# Metin bölümü:
Akyaka da karavanımla konakladığım yıllardı, genelde ilk bahar aylarını tercih eder, doğanın uyanışıyla mutlu olurdum. Denize girmek için beklediğim bir mevsimde yoktu, canımın istediği zaman denize girer, çıkışta güğümde ısıttığım suyla duş alırdım. Hani o zamanlar bu günki gibi karavanlar sıra sıra yollara da dizilmezdi. Hele kışlayan karavancı bulmak neredeyse imkansızdı. Güneş paneli vabesto lüks sınıfında olduğu için henüz kimsede yoktu. İşte o yıllarda bir dost ile tanışma imkanı buldum.
Sabahın aynı saatlerinde karavanımın önünde havlıyor, ben çıkıncaya kadarda susmuyordu. Değişik bir patiydi, Kurt köpeğine benzer bir kafası, uzunca bir vücudu, oldukçada kısa boylu badi badi yürüyen bir patiydi. Hâline bakıp aldanmamak gerek, koca koca patilerle baş ediyor, kızınca hepsini önüne kata biliyordu. Karavanımın bagajında her zaman patiler için mama bulundurduğumdan, onlarla dostluğumuz çabuk gelişiyordu.

# Ham veriler:

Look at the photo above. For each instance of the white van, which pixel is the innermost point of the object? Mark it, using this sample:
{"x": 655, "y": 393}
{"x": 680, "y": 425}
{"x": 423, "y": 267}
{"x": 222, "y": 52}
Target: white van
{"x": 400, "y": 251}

==

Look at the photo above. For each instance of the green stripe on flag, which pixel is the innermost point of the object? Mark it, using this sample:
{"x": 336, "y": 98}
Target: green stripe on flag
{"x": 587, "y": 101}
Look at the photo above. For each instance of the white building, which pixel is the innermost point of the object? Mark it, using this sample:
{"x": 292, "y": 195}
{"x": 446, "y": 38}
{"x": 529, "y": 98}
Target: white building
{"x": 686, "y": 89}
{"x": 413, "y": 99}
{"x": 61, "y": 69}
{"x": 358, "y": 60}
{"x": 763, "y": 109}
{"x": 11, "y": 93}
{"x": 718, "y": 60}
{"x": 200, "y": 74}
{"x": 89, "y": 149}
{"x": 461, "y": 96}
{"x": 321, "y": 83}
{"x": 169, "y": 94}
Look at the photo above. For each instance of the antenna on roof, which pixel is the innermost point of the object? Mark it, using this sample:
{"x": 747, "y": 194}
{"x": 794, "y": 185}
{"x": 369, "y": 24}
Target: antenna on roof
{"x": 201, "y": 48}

==

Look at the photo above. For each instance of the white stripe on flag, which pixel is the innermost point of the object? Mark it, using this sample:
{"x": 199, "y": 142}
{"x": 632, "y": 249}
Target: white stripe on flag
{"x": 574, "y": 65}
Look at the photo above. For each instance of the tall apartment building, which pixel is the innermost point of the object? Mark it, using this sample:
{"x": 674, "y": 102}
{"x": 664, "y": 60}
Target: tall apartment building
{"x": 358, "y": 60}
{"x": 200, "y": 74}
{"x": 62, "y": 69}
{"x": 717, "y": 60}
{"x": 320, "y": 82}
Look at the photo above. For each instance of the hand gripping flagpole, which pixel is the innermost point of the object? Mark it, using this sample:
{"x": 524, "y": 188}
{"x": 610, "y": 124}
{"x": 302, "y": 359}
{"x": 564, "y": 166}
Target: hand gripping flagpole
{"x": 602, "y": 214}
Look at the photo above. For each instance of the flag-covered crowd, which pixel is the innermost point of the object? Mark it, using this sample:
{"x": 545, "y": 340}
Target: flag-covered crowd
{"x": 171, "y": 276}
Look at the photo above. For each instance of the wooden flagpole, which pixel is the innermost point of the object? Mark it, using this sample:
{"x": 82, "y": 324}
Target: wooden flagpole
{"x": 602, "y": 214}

# Alıştırma görevleri:
a. Akyaka'daki karavan anısında geçen "Hele kışlayan karavancı bulmak neredeyse imkansızdı." cümlesini İngilizceye çevirin.
b. Akyaka'daki karavan anısına göre şu soruları yanıtlayın:
(i) Anlatıcı Akyaka'da konaklamak için genelde hangi ayları tercih ederdi?
(ii) Anlatıcı denizden çıkınca duşu neyle alırdı?
(iii) Karavanın önünde havlayan patinin kafası neye benziyordu?
c. Akyaka'daki karavan anısını kaldığı yerden sürdürün.
Kayıtların metinle hiçbir ilgisi yok.

# Alıştırma sonuçları:
a. Finding a camper who stayed through the winter was almost impossible.

b.
(i) İlkbahar aylarını.
(ii) Güğümde ısıttığı suyla.
(iii) Kurt köpeğine.

c.
Bu meymenetsiz de mamanın kokusunu almış olacak ki, karavanımın önünü kendisine mekan tutmuş, öyle sürekli durmuyor, sabah gelip koparabildiğini koparıyor sonra ormanda kayboluyor.
Bir süre sonra iyice alışmıştım bu patiye, artık geliş saati de belli olduğu için mamasını ayırıp bekliyordum. Her sabah aynı saatte gelip, koyduğum yiyeceği yiyip gidiyordu.
Bir süre sonra o meymenetsiz çirkin hali bana çok sevimli gelmeye başlamıştı, artık elimi uzatıp sevmek isteyince bana hırlamıyor hatta sevmem için hamle bile yapıyordu, dostluğumuz iyice ilerlemiş sanırım bende artık ona sevimli gelmeye başlamıştım.
Neticede orada tanışmıştım bu meymenetsizle ismini dahi bilmiyordum, bildiğim tek şey şekilsiz bir şeye benzetemediğim oldukça güçlü bir pati.
Diğer patilerle pek dostluk kuramadığından yalnız gezer, yalnız mamasını yer, ben yalnızken yanıma gelirdi. Çözemediğim özel bir durumu vardı, şekli şemaliyle de diğer patilere benzemiyordu, kendi isterse sevdiriyor, isterse duruyor, istemezse çekip gidiyordu.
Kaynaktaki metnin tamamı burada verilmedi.